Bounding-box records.
-- Begin --
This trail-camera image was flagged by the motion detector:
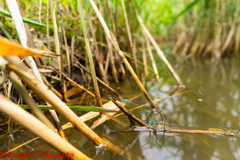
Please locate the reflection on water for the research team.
[0,59,240,160]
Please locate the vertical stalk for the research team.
[7,0,67,140]
[142,30,160,81]
[87,12,108,84]
[89,0,160,109]
[121,0,139,76]
[142,42,148,76]
[131,1,185,87]
[77,0,103,107]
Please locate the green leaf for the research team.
[19,105,117,112]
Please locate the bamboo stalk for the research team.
[0,94,91,160]
[77,0,103,107]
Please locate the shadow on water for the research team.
[0,58,240,160]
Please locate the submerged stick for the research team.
[112,125,235,136]
[108,95,149,127]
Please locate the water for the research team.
[0,58,240,160]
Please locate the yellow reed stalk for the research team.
[0,94,91,160]
[4,56,122,154]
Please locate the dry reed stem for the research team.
[0,94,90,160]
[44,66,96,98]
[234,27,240,54]
[89,0,159,112]
[87,15,109,84]
[7,0,66,139]
[5,56,102,145]
[5,56,122,154]
[76,59,121,97]
[142,42,148,76]
[9,72,55,131]
[130,0,185,87]
[121,0,140,76]
[8,101,124,152]
[77,0,103,108]
[142,30,160,81]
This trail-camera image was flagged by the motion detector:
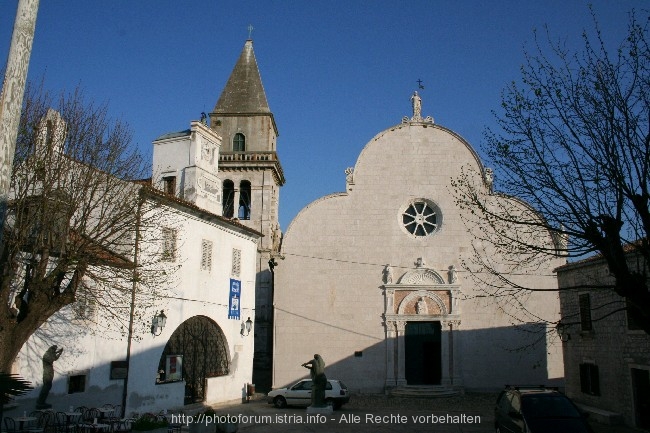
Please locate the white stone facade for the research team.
[14,122,261,414]
[273,116,563,392]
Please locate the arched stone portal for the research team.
[158,316,230,404]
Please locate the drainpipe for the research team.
[121,188,144,418]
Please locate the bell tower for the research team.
[210,39,285,388]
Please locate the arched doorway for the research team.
[404,322,442,385]
[158,316,230,404]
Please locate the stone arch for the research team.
[158,315,230,404]
[221,179,235,218]
[237,180,251,220]
[397,290,448,316]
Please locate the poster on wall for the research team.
[165,355,183,382]
[228,278,241,320]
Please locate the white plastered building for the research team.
[14,121,262,414]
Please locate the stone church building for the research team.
[273,93,563,393]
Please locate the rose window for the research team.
[401,199,441,238]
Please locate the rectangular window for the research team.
[72,282,97,320]
[162,227,176,262]
[68,374,86,394]
[163,176,176,195]
[231,248,241,277]
[201,239,212,272]
[578,293,593,331]
[580,363,600,395]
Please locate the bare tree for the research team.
[0,87,175,371]
[454,11,650,333]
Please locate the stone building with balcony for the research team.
[556,255,650,429]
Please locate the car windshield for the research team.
[521,395,580,418]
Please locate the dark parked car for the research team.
[494,385,593,433]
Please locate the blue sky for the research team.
[0,0,648,230]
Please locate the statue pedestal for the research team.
[307,406,334,415]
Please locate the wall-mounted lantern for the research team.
[151,310,167,337]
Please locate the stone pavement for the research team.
[199,393,640,433]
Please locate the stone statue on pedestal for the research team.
[36,344,63,409]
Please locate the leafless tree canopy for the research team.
[455,12,650,332]
[0,87,175,371]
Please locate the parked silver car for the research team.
[267,379,350,409]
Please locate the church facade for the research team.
[273,93,563,392]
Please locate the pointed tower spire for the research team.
[210,37,285,384]
[214,39,271,114]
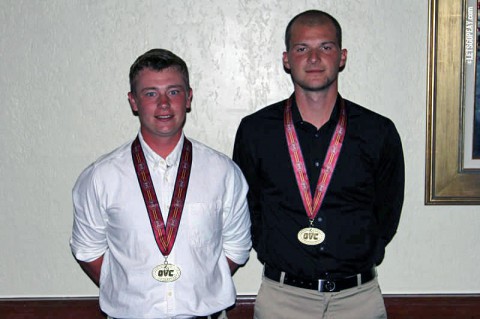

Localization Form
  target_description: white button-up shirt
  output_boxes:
[70,134,251,318]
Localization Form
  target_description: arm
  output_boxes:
[70,166,108,286]
[233,121,262,252]
[222,162,252,275]
[227,257,240,276]
[77,255,103,287]
[374,123,405,265]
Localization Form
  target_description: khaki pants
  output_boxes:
[254,277,387,319]
[107,310,228,319]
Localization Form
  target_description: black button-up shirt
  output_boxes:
[233,96,405,279]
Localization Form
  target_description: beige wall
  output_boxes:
[0,0,480,297]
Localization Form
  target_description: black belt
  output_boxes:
[263,265,377,292]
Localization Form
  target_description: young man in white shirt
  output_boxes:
[70,49,251,318]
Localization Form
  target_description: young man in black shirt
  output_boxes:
[233,10,404,319]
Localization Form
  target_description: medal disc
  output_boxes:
[297,227,325,246]
[152,264,181,282]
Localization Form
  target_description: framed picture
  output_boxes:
[425,0,480,205]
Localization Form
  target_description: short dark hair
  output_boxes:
[129,49,190,93]
[285,10,342,51]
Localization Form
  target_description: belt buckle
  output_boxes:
[318,279,336,292]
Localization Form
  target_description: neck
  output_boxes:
[295,90,338,129]
[142,132,182,159]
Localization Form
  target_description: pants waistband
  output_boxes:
[263,264,377,292]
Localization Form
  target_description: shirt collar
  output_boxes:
[138,131,185,167]
[291,94,342,124]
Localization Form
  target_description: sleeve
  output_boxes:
[233,120,262,253]
[374,122,405,265]
[70,165,107,262]
[222,162,252,265]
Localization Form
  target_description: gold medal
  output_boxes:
-- End --
Work to be completed. Shift every bounding-box coordinate in the answers by -43, and rewrite the lines from the line with "Please locate the rose" up to and including the line with "[401,199,441,238]", requests included. Give only those lines.

Answer for this exercise.
Please locate the rose window for the research team.
[358,156,398,195]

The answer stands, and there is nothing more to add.